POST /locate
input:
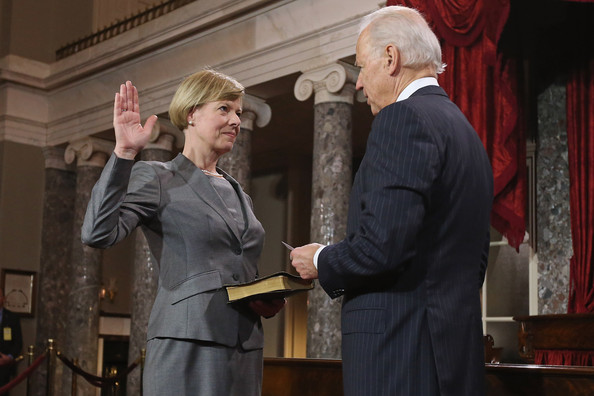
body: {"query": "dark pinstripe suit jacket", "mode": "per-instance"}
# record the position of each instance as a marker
(415, 254)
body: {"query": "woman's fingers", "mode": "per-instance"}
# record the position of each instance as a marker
(131, 97)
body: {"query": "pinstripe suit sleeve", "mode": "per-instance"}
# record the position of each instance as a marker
(125, 195)
(391, 193)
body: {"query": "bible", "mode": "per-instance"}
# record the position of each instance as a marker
(277, 285)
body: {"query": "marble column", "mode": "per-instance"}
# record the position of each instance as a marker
(237, 163)
(552, 208)
(334, 91)
(90, 154)
(56, 244)
(164, 140)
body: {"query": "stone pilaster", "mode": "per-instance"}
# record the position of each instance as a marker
(238, 162)
(552, 207)
(56, 244)
(165, 139)
(334, 91)
(85, 270)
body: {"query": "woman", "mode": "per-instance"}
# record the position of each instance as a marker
(202, 232)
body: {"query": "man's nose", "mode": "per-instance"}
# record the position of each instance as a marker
(359, 84)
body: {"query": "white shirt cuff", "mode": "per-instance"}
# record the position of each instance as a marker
(316, 256)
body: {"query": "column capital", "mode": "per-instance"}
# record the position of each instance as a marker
(54, 158)
(164, 136)
(255, 109)
(330, 83)
(89, 151)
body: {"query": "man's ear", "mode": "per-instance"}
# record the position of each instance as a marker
(392, 59)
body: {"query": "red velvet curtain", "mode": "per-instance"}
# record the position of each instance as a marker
(580, 145)
(483, 85)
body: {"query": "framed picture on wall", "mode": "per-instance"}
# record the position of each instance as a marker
(19, 291)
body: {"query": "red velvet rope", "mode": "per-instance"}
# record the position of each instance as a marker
(99, 382)
(18, 379)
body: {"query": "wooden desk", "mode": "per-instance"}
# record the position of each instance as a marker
(302, 377)
(554, 332)
(532, 380)
(319, 377)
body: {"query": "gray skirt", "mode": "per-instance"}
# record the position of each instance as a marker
(188, 367)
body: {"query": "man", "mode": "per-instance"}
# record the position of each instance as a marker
(11, 341)
(417, 240)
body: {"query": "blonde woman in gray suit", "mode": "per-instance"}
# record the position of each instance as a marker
(202, 232)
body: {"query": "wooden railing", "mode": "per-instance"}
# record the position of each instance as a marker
(119, 27)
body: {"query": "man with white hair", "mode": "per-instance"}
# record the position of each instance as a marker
(415, 255)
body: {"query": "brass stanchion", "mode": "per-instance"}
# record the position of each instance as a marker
(51, 363)
(113, 372)
(142, 358)
(73, 388)
(30, 355)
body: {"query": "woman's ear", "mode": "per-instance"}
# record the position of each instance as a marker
(190, 117)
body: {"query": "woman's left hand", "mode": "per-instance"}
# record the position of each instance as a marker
(267, 308)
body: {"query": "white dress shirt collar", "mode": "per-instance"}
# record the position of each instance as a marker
(415, 86)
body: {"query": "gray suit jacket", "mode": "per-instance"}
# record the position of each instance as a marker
(192, 237)
(415, 254)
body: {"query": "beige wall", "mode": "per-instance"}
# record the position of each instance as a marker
(35, 29)
(21, 208)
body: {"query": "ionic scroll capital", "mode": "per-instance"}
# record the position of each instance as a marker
(331, 83)
(89, 151)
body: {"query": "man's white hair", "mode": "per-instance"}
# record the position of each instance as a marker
(406, 29)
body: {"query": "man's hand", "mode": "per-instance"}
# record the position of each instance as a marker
(267, 308)
(302, 260)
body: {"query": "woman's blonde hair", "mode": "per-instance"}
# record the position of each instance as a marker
(205, 86)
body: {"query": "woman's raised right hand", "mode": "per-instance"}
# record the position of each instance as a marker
(131, 136)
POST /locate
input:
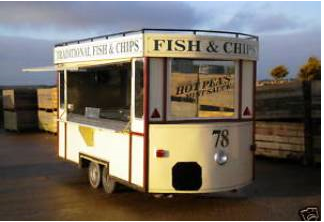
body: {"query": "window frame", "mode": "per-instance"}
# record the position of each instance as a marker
(237, 92)
(97, 122)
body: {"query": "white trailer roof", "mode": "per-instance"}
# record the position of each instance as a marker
(159, 43)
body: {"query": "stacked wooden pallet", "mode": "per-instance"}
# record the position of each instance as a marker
(275, 139)
(20, 109)
(288, 120)
(47, 109)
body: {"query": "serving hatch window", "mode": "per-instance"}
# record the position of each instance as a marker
(202, 89)
(102, 92)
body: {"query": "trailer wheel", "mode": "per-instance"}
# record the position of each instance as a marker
(108, 183)
(94, 175)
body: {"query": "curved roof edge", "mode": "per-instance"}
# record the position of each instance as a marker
(239, 35)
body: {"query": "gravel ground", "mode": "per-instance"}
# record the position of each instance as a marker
(36, 185)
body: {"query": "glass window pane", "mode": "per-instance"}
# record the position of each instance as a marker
(202, 88)
(101, 91)
(139, 89)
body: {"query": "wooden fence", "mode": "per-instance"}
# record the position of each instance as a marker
(288, 120)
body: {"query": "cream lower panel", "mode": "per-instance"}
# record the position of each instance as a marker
(196, 142)
(61, 135)
(107, 145)
(137, 160)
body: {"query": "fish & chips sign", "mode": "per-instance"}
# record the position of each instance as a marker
(158, 45)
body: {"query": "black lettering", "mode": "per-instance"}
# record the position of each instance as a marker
(192, 45)
(158, 44)
(180, 45)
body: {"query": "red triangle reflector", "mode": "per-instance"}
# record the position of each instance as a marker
(155, 114)
(247, 112)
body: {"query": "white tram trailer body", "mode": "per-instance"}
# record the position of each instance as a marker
(162, 111)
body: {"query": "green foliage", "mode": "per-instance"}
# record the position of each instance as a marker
(311, 70)
(279, 72)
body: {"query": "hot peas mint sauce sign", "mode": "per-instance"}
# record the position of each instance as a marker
(190, 91)
(200, 46)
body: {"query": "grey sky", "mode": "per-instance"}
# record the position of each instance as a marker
(289, 32)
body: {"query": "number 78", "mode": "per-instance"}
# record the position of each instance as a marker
(221, 137)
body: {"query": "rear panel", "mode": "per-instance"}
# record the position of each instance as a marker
(187, 143)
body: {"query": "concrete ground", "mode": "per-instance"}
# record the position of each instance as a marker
(35, 185)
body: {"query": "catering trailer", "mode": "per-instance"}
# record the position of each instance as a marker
(159, 110)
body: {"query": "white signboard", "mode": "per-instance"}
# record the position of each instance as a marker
......
* Stated exercise:
Each record above must be returned exactly as written, with its pictures omitted.

* Full answer:
POST /locate
input:
body: {"query": "dark pinstripe suit jacket", "mode": "per-instance"}
# record the position of each instance as a marker
(415, 254)
body: {"query": "woman's fingers", "mode": "per-instance"}
# record the position of each instance as a marker
(131, 97)
body: {"query": "pinstripe suit sleeve", "mode": "per-instance"}
# record the position of each instance as a marker
(125, 195)
(391, 193)
body: {"query": "bible", "mode": "per-instance"}
# record the position of each instance as a marker
(277, 285)
body: {"query": "marble column", "mode": "per-instance"}
# record the position of each instance as a marker
(237, 163)
(552, 208)
(334, 91)
(90, 154)
(56, 244)
(164, 140)
body: {"query": "stone pilaster", "mode": "per-instance"}
# record the position of each instance as a marker
(238, 162)
(552, 207)
(56, 244)
(165, 139)
(334, 91)
(85, 270)
body: {"query": "woman", "mode": "per-instance"}
# record the position of each instance as a marker
(202, 232)
body: {"query": "man's nose", "mode": "per-instance"}
# record the position of each instance as a marker
(359, 84)
body: {"query": "white shirt cuff", "mode": "per-instance"}
# record the position of each instance as a marker
(316, 256)
body: {"query": "column capital", "mode": "per-instance"}
# record the position of each instance as a marker
(54, 158)
(164, 136)
(255, 109)
(330, 83)
(89, 151)
body: {"query": "man's ear", "mode": "per-instance"}
# record the position of each instance as a marker
(392, 59)
body: {"query": "red velvet curtain", "mode": "per-instance"}
# record the position of each instance as a marker
(580, 145)
(483, 85)
body: {"query": "framed picture on wall", "mode": "per-instance"}
# record the position of each instance as a marker
(19, 291)
body: {"query": "red velvet rope", "mode": "per-instance"}
# record the position of each instance as a marker
(99, 382)
(18, 379)
body: {"query": "wooden desk", "mode": "per-instance"}
# record the position of each instance as a marker
(302, 377)
(554, 332)
(532, 380)
(319, 377)
body: {"query": "gray skirt", "mode": "per-instance"}
# record the position of each instance as a marker
(188, 367)
body: {"query": "man", "mode": "per-instance"}
# record the position of each instance as a marker
(11, 341)
(417, 240)
body: {"query": "blonde woman in gray suit", "mode": "per-instance"}
# record the position of each instance as a marker
(202, 232)
body: {"query": "wooden railing", "mode": "per-instance"}
# record the position of each instance as a marker
(119, 27)
body: {"query": "man with white hair", "mode": "per-instance"}
# record the position of each instance as a marker
(415, 255)
body: {"query": "brass stanchion", "mode": "per-instance"}
# record the position of each instance as a marker
(51, 363)
(113, 372)
(142, 358)
(73, 388)
(30, 355)
body: {"query": "woman's ear", "mode": "per-instance"}
# record the position of each instance as a marker
(190, 117)
body: {"query": "woman's left hand", "mode": "per-instance"}
# record the position of each instance as a marker
(267, 308)
body: {"query": "white dress shirt collar", "mode": "per-instance"}
# record the position of each instance as a marker
(415, 86)
body: {"query": "gray suit jacket", "mode": "per-instance"}
# record the position of each instance as a marker
(192, 237)
(415, 254)
body: {"query": "beige wall", "mode": "per-instance"}
# record the position of each instance as a marker
(35, 29)
(21, 208)
body: {"query": "ionic scroll capital", "mode": "per-instance"}
# record the position of each instance as a marker
(331, 83)
(89, 151)
body: {"query": "man's white hair", "mode": "per-instance"}
# record the position of each instance as a marker
(406, 29)
body: {"query": "man's hand", "mode": "per-instance"}
# record the position of each instance as a marker
(267, 308)
(302, 260)
body: {"query": "woman's blonde hair", "mode": "per-instance"}
# record the position of each instance as a marker
(205, 86)
body: {"query": "woman's raised right hand", "mode": "per-instance"}
# record the position of each instance as a marker
(131, 136)
POST /locate
input:
body: {"query": "window frame", "mode": "per-instance"}
# record the position of each instance as a marker
(237, 92)
(97, 122)
body: {"query": "white trailer roof", "mode": "per-instance"}
# record the position of each instance as a marker
(159, 43)
body: {"query": "stacked wooden pallet", "mode": "per-instance"}
# record the position of each instance as a marker
(275, 139)
(20, 109)
(288, 120)
(47, 109)
body: {"query": "serving hatch window", "mode": "per-instance"}
# record the position of each instance as a marker
(202, 89)
(102, 92)
body: {"query": "trailer wheel", "mode": "per-instance"}
# record the position of each instance as a marker
(108, 183)
(94, 175)
body: {"query": "curved roof edge", "mode": "per-instance"}
# record the position of each instance as a marker
(239, 35)
body: {"query": "gravel ground", "mode": "per-instance"}
# record the position of each instance as a marker
(36, 185)
body: {"query": "glass window pane", "mode": "per-instance"}
# record the position of each instance as a marker
(202, 88)
(101, 91)
(139, 89)
body: {"query": "wooden fence", "mode": "per-instance"}
# record the position of each instance as a marker
(288, 120)
body: {"query": "cream lower panel", "mode": "per-instance"}
# record the position of each instance as a marker
(196, 142)
(61, 135)
(107, 145)
(137, 160)
body: {"query": "fish & chips sign", "mode": "per-instance"}
# record the position of each instance as a marker
(158, 45)
body: {"query": "black lettering", "mode": "per-instance"}
# record the position of each instance as a marker
(192, 45)
(158, 44)
(180, 45)
body: {"query": "red triangle reflector", "mode": "per-instance"}
# record the position of each instance as a marker
(155, 114)
(247, 112)
body: {"query": "white tram trailer body", "mode": "per-instance"}
# record the position of each instance as a marker
(162, 111)
body: {"query": "green foliage", "mode": "per-instance"}
# record the position of each instance as a marker
(311, 70)
(279, 72)
body: {"query": "hot peas mint sauce sign", "mode": "per-instance"}
# record the position of each instance as a marker
(190, 91)
(200, 46)
body: {"query": "grey sky", "mode": "per-instance"}
# record the position of each instance as a marker
(289, 32)
body: {"query": "number 78", "mode": "per-instance"}
# record the position of each instance as a marker
(221, 137)
body: {"query": "rear panel", "mode": "per-instance"}
# record the position of each instance as a marker
(187, 143)
body: {"query": "concrete ground", "mode": "per-instance"}
# record the position of each instance as a marker
(35, 185)
body: {"query": "catering trailer", "mode": "per-instance"}
# record the position of each instance as a marker
(159, 110)
body: {"query": "white signboard", "mode": "per-instance"}
# record the position of each instance as a marker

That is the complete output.